__Passage__.
========================================================================
A Cyber Threat Intelligence Self-Study Plan: Part 2

Published in

Katie’s Five Cents

11 min readAug 22, 2022

It’s been a while, but here it is — part 2 of my cyber threat intelligence (CTI) self-study plan. This is much later than I intended, but life happens. It has been wonderful to hear feedback on how part 1 helped many people learn more about CTI, and I truly appreciate everyone who reached out to say that this helped them. You all are the reason I created part 2, and I hope it’s just as helpful. For background on this plan and how I recommend using it, please read my first post. This post covers four topics:

OSINT and Open Sources
Pivoting
Clustering, Naming, and Creating Groups
Attribution

Let’s dive right in!

OSINT and Open Sources

Open source intelligence (OSINT) is a separate but complementary field to CTI. As you learned in part 1, intelligence is analyzed information to support a decision, so it’s important to remember that definition still applies. I think of OSINT as being intelligence produced using open sources, though it’s commonly used to refer to open source data or information. It’s particularly important to critically evaluate open sources before using them to produce intelligence.
========================================================================
__Data provided__.
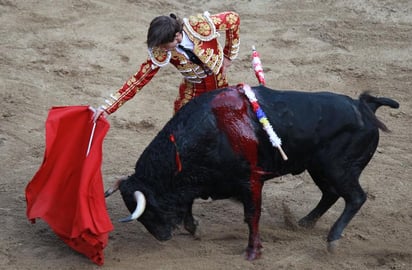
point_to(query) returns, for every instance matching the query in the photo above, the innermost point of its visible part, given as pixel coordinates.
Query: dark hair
(163, 30)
========================================================================
__To do__. Reproduce word for word the section of the threat intelligence study plan between "It’s been a" and "dive right in!", inclusive.

__Solution for this exercise__.
It’s been a while, but here it is — part 2 of my cyber threat intelligence (CTI) self-study plan. This is much later than I intended, but life happens. It has been wonderful to hear feedback on how part 1 helped many people learn more about CTI, and I truly appreciate everyone who reached out to say that this helped them. You all are the reason I created part 2, and I hope it’s just as helpful. For background on this plan and how I recommend using it, please read my first post. This post covers four topics:

OSINT and Open Sources
Pivoting
Clustering, Naming, and Creating Groups
Attribution

Let’s dive right in!